Exercise objective
Answer these from the article on women's State of Origin game 3.
(a) Besides Tamika Upton, which two Queensland players are unavailable?
(b) How many seasons did the Maroons go undefeated between 1999 and 2015?
(c) For which two teams has Mino-Sinapati played fullback?

Document extract
New South Wales go into state of origin game 3 as red-hot favourites to complete the first 3-0 clean sweep in women’s Origin, but Queensland are taking a major gamble of their own by handing Gold Coast outside back Destiny Mino-Sinapati the fullback job at Robina on Thursday night.
The Maroons have been forced into the change after injured star Tamika Upton was ruled out, while prop Makenzie Weale and winger Julia Robinson are also unavailable. North Queensland forward Lillian Yarrow will come off the bench on debut. For Queensland, it is a side under pressure and short on experience in key spots; for Mino-Sinapati, it is a long-awaited chance to step into the biggest role of her career.
No women’s team has ever won a clean sweep in a three-match Origin series. Queensland’s history shows how hard the job has been for opponents. Between 1999 and 2015, the Maroons went 17 seasons undefeated in interstate women’s rugby league, including 16 wins in a row, and built a standard that still frames every Origin conversation now.
Maroons coach Karyn Murphy said Mino-Sinapati has been out for almost two years because of injury and has earned her recall the hard way. The 21-year-old made her NRLW debut in 2023, but knee surgery and a syndesmosis injury limited her to three NRLW games across the following two years. Even so, Murphy said she never drifted from the game or from the work needed to return.
Murphy said Mino-Sinapati had played fullback for Queensland’s 19s and Wynnum Manly, and had also logged reps at No.1 while training with the Titans. She pointed to the resilience that helped carry her through a long layoff, saying the young fullback stayed near the top of fitness testing and never stopped pushing to come back stronger. Murphy added that Mino-Sinapati is a different player to Upton and does not have the same level of experience, but believes she will do a good job for Queensland and be “everywhere” because of her energy and fitness.
The selection also gives Queensland a player who has already shown she can handle a moment. Mino-Sinapati scored the critical try in the semi-final against the Sydney Roosters to send the Titans into the grand final after signing her NRLW deal in 2023 following a match in which she scored four tries. That background has turned this into more than a selection call. It is a test of whether a comeback built on patience and repetition can survive the pace and pressure of Origin.
Murphy said she is excited for the chance to see Mino-Sinapati in the jersey and called it a good story, saying she expects the 21-year-old to make her family and her state proud. She also underlined that Origin does not produce dead rubbers, even when one team is chasing history and the other is playing to protect pride. On Thursday night at Robina, Queensland will find out whether a debut at fullback can steady a side missing too much of its usual spine to be comfortable.

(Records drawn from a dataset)
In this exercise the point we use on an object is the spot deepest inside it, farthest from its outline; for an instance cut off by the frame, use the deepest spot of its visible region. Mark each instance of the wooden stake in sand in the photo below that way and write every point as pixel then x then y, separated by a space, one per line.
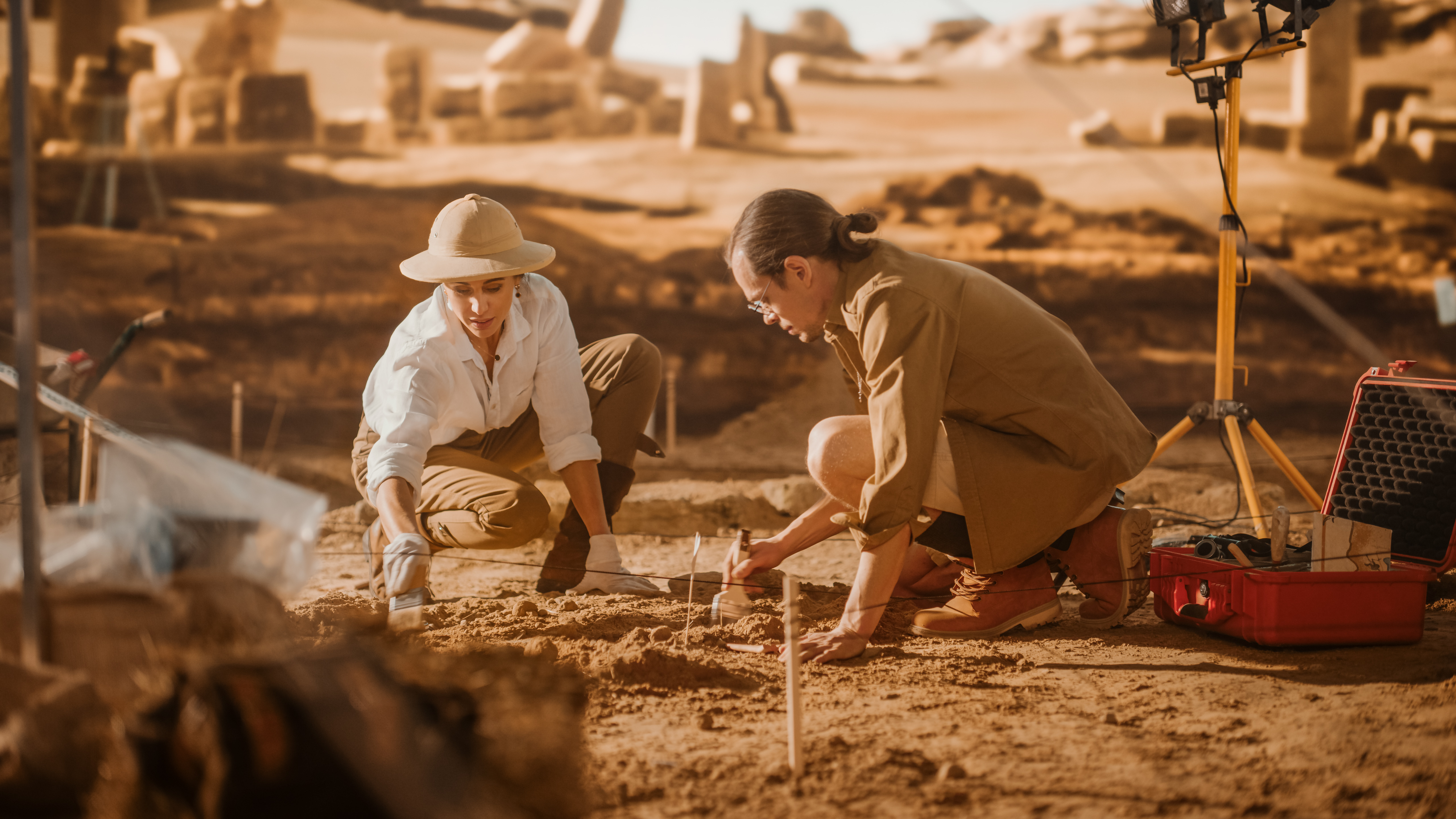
pixel 86 461
pixel 238 420
pixel 692 570
pixel 791 640
pixel 672 410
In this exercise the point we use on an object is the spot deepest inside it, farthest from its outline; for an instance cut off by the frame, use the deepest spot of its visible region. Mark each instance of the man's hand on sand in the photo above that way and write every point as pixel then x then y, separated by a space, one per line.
pixel 825 646
pixel 762 556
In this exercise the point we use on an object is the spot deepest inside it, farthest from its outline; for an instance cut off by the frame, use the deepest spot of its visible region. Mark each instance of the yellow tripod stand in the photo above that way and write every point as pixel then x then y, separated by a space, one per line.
pixel 1224 409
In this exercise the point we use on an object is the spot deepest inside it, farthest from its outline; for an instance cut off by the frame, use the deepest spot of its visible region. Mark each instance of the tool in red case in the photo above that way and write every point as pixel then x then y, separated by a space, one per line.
pixel 1397 470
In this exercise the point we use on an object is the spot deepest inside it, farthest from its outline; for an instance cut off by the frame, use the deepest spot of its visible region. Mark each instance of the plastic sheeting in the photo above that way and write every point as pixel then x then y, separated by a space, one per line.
pixel 169 506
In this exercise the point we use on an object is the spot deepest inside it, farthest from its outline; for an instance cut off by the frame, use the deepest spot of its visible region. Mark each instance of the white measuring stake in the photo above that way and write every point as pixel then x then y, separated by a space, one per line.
pixel 692 572
pixel 791 637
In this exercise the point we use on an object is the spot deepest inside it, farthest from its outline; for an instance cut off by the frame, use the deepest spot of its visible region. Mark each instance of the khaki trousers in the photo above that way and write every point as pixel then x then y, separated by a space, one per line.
pixel 471 493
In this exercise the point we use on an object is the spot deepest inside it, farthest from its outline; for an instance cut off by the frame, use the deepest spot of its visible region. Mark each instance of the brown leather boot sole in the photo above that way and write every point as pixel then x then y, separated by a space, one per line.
pixel 1133 540
pixel 558 572
pixel 1040 616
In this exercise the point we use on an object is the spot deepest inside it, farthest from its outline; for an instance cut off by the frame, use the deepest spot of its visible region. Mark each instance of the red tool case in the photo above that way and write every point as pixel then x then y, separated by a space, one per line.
pixel 1397 468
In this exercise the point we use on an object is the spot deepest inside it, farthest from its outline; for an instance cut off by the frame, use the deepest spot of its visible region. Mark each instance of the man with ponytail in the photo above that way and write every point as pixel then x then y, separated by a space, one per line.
pixel 986 444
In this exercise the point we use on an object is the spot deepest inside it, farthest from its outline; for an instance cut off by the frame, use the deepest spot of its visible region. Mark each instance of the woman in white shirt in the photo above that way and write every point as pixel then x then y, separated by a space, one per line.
pixel 480 381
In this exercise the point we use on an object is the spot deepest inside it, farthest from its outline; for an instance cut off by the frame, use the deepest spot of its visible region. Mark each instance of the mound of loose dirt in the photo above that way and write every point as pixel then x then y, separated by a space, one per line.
pixel 638 659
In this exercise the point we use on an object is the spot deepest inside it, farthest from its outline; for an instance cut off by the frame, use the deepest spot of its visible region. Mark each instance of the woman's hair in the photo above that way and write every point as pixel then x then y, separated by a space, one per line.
pixel 797 224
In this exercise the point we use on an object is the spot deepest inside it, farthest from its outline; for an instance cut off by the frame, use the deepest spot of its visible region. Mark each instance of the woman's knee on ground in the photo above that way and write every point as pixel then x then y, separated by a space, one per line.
pixel 512 519
pixel 841 448
pixel 640 356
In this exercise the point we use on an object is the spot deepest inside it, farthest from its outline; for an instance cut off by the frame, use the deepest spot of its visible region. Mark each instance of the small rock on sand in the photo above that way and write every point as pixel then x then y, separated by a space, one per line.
pixel 704 584
pixel 541 648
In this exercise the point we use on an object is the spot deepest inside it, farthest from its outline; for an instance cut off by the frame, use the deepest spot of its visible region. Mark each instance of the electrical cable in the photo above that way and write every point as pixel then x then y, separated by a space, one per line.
pixel 1240 288
pixel 1238 480
pixel 832 592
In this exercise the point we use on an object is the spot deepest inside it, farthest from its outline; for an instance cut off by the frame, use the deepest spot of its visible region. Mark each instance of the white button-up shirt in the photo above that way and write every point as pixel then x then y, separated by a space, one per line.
pixel 432 385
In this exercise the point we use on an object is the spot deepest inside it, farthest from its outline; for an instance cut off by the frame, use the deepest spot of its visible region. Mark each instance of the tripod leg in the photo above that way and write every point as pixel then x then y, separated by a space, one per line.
pixel 108 215
pixel 152 175
pixel 1241 461
pixel 1286 466
pixel 1173 436
pixel 86 186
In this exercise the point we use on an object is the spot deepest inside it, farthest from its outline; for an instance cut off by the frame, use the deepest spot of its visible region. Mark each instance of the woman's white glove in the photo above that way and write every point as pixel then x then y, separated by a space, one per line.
pixel 407 564
pixel 605 572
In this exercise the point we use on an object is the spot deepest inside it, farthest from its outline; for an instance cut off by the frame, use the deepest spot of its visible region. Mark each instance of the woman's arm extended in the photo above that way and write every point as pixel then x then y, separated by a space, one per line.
pixel 807 530
pixel 874 585
pixel 395 500
pixel 584 487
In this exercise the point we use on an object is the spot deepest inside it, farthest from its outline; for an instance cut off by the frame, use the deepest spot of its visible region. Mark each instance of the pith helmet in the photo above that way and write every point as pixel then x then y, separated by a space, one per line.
pixel 475 238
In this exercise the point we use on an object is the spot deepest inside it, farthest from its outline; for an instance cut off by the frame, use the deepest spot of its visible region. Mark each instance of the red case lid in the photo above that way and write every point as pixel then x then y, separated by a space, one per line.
pixel 1414 401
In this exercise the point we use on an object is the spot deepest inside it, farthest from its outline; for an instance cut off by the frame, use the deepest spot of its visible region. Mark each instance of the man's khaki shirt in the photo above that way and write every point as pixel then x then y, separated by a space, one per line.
pixel 1036 432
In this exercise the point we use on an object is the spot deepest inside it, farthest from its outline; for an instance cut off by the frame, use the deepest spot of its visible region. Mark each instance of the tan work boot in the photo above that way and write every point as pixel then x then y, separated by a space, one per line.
pixel 566 564
pixel 986 605
pixel 1106 563
pixel 375 544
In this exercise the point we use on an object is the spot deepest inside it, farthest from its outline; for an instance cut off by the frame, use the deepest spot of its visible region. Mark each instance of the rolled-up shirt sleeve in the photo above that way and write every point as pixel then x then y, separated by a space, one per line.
pixel 558 393
pixel 401 410
pixel 905 343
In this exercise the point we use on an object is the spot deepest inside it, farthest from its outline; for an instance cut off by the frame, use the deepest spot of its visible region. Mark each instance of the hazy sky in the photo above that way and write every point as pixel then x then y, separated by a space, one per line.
pixel 685 31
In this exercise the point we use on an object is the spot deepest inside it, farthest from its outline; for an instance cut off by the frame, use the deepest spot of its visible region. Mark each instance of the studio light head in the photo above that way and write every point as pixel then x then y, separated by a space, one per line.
pixel 1173 14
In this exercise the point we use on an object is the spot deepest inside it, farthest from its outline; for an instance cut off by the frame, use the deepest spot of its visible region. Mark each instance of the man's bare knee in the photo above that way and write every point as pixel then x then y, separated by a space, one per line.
pixel 834 448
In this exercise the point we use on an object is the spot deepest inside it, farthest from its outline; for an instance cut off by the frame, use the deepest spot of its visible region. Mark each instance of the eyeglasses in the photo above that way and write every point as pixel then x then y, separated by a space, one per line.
pixel 759 305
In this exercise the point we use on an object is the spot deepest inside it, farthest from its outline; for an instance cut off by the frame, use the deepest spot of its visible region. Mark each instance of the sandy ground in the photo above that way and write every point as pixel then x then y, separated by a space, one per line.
pixel 1142 721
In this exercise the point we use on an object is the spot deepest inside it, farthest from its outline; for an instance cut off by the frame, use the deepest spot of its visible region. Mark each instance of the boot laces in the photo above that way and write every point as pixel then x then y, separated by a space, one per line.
pixel 972 585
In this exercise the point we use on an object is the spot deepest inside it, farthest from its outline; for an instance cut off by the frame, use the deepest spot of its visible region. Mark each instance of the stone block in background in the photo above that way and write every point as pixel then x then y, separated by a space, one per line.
pixel 618 117
pixel 595 27
pixel 638 88
pixel 365 129
pixel 459 130
pixel 665 116
pixel 560 123
pixel 1443 160
pixel 270 108
pixel 531 47
pixel 1178 127
pixel 533 94
pixel 1382 97
pixel 707 107
pixel 202 111
pixel 241 37
pixel 405 81
pixel 816 31
pixel 86 100
pixel 55 734
pixel 794 495
pixel 1272 130
pixel 152 113
pixel 458 95
pixel 1095 130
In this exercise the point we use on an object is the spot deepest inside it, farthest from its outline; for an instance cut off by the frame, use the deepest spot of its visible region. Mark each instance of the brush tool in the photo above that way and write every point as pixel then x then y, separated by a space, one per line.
pixel 733 605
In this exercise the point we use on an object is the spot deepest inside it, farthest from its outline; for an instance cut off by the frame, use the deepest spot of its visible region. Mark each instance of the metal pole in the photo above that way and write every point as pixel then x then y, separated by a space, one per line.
pixel 88 455
pixel 238 420
pixel 796 694
pixel 672 410
pixel 22 261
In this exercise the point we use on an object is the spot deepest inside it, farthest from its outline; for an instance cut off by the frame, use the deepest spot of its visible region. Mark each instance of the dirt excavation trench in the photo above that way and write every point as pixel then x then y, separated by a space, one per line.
pixel 1142 721
pixel 647 717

Solution below
(a) Makenzie Weale and Julia Robinson
(b) 17 seasons
(c) Queensland's 19s and Wynnum Manly